The Upper Walbran Valley on the southwest coast of BC's Vancouver Island is believed to produce more biomass per hectare than any ecosystem in Canada. The BC government's failure to protect the Upper Walbran has so far(2001) resulted in the clearcutting of 25 percent of this beautiful area. Read more about some of Canada's largest red cedars, Douglas firs and Sitka spruces. But also about endangered species, like the Marbled Murrelet, who call this valley their home.

Park the Upper Walbran Valley

Wilderness Committee Educational Report Vol.20 - No.01, Summer 2001

An industrial Tree Farm plantation is not a healthy self-perpetuating Forest

A dense, dark, uniform even-aged tree farm plantation blocks out the sunlight impoverishing the forest floor habitat. Photo credit: Chris Darimont

"We replant three trees for every one we cut down!" boast the big logging companies. Everyone has heard this. Assuming that replanting is successful, what's wrong with cutting down all, or almost all, of our remaining oldgrowth forests, like the big-treed forest of the Upper Walbran? The primary problem is that second-growth tree plantations and old-growth forests provide very different habitats. Here are some of the ways they differ.

·····

=== JOB 1 ===
Repeat the passage of the Walbran report from "The Upper Walbran Valley on" up to and including "valley their home.".
=== JOB 2 ===
Name every tree species mentioned in the Walbran report.
The items that come next are separate material, apart from the Walbran report.

=== Stored data ===
·····

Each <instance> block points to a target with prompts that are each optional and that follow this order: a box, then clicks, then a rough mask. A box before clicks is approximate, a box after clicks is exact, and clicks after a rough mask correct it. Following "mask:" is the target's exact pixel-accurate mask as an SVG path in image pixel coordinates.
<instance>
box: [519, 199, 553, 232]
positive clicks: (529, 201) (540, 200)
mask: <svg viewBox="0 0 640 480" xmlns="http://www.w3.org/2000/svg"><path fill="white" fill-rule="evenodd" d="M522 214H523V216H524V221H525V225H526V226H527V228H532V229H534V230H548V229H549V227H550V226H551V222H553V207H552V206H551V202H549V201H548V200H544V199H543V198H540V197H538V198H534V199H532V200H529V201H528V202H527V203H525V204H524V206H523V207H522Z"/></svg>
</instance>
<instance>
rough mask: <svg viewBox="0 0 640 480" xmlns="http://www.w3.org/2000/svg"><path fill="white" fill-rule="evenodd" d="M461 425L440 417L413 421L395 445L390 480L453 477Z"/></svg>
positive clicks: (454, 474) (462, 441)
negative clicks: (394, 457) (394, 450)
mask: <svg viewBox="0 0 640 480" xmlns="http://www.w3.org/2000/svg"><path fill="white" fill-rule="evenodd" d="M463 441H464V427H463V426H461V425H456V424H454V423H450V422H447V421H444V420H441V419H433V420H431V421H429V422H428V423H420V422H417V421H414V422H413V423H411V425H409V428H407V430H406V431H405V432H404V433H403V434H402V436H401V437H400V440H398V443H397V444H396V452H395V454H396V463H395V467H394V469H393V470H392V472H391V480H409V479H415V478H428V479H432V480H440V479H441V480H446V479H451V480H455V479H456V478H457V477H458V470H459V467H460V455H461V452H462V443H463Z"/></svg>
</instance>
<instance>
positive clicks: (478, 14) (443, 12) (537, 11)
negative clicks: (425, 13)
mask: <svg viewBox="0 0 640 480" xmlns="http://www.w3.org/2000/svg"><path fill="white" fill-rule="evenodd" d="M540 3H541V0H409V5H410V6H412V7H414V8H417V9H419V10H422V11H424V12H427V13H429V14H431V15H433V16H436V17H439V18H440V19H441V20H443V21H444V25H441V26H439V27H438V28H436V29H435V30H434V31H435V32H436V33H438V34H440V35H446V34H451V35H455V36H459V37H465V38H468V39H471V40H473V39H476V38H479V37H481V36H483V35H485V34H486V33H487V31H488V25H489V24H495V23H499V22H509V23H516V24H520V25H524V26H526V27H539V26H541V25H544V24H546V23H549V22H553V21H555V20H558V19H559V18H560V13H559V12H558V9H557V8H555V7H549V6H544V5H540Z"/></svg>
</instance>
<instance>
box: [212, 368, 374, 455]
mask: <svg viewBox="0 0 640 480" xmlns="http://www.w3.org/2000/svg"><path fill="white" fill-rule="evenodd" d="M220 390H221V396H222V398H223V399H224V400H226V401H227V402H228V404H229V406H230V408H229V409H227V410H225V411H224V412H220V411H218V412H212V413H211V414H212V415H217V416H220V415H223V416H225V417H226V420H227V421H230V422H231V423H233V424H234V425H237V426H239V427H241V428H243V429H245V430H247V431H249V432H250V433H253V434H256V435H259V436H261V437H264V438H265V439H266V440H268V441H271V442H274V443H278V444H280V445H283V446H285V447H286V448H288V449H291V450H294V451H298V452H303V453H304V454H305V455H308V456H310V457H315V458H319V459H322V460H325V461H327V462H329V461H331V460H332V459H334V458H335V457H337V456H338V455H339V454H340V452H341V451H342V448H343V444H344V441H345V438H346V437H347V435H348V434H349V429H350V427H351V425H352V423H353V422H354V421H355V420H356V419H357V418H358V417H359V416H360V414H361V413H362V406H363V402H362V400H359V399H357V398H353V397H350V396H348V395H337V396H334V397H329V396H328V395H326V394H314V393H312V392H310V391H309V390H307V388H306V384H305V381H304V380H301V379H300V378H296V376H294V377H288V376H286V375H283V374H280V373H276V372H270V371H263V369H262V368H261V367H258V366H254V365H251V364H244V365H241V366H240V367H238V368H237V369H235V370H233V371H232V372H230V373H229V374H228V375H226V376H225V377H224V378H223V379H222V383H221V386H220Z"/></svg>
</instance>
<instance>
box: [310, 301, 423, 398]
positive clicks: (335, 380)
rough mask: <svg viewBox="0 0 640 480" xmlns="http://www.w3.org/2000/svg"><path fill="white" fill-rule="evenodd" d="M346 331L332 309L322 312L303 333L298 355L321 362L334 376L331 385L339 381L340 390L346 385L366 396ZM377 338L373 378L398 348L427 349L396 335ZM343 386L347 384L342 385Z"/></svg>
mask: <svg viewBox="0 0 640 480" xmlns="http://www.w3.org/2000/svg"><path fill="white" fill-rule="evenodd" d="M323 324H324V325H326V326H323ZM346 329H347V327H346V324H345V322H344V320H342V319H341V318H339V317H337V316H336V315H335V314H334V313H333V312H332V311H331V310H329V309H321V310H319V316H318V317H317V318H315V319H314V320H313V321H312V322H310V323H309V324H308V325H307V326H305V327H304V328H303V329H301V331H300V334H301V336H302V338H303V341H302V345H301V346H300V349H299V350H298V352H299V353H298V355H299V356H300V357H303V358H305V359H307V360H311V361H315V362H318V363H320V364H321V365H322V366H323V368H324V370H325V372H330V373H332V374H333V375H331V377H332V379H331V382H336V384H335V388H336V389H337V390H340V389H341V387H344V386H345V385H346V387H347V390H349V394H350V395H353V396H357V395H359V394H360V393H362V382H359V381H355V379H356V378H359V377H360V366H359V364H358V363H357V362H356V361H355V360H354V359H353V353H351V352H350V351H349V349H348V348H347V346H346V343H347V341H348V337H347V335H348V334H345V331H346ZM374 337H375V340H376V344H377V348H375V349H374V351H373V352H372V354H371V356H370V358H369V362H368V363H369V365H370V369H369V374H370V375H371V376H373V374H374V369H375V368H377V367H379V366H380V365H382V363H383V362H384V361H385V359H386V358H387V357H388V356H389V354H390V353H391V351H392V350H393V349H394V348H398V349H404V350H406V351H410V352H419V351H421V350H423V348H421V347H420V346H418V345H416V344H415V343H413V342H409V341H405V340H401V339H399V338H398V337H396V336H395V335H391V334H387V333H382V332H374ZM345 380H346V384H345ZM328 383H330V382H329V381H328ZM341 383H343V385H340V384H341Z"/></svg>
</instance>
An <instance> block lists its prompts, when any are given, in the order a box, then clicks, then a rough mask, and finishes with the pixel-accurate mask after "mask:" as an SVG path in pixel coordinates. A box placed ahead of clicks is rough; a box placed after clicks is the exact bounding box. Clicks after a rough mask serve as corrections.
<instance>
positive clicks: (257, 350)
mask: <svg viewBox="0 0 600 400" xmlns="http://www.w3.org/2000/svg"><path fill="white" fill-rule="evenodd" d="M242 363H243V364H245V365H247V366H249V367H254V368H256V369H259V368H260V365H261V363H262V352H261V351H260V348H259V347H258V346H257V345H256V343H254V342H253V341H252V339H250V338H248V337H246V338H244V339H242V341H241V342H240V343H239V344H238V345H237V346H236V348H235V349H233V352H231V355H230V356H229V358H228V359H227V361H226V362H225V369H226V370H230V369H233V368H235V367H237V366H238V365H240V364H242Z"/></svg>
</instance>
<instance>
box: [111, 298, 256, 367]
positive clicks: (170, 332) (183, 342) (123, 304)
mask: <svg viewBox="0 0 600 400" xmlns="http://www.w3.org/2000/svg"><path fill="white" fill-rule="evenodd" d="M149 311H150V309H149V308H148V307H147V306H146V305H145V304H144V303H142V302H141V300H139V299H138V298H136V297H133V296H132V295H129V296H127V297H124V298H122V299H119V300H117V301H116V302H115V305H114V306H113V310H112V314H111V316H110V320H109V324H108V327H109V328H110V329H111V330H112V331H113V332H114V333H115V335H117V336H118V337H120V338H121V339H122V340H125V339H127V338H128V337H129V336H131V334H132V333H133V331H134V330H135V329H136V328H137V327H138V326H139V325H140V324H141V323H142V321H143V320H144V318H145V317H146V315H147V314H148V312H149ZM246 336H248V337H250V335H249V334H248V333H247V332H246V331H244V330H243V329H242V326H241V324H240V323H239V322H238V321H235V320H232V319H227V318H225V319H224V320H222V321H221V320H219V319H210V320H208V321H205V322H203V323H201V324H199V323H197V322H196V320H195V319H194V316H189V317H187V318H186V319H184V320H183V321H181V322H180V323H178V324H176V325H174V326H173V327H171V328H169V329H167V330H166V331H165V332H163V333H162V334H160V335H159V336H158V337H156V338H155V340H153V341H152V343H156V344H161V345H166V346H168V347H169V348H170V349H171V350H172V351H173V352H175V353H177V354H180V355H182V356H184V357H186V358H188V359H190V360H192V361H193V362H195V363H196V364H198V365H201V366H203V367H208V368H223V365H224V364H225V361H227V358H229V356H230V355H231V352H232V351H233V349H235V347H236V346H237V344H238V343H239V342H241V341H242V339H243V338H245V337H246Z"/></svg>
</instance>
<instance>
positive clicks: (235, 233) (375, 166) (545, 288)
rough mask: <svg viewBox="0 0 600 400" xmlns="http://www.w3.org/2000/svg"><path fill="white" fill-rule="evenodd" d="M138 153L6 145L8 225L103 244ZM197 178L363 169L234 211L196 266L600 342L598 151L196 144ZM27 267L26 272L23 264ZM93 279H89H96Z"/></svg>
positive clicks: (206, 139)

·····

=== WRITTEN RESPONSE 1 ===
The Upper Walbran Valley on the southwest coast of BC's Vancouver Island is believed to produce more biomass per hectare than any ecosystem in Canada. The BC government's failure to protect the Upper Walbran has so far(2001) resulted in the clearcutting of 25 percent of this beautiful area. Read more about some of Canada's largest red cedars, Douglas firs and Sitka spruces. But also about endangered species, like the Marbled Murrelet, who call this valley their home.

=== WRITTEN RESPONSE 2 ===
- Red cedar
- Douglas fir
- Sitka spruce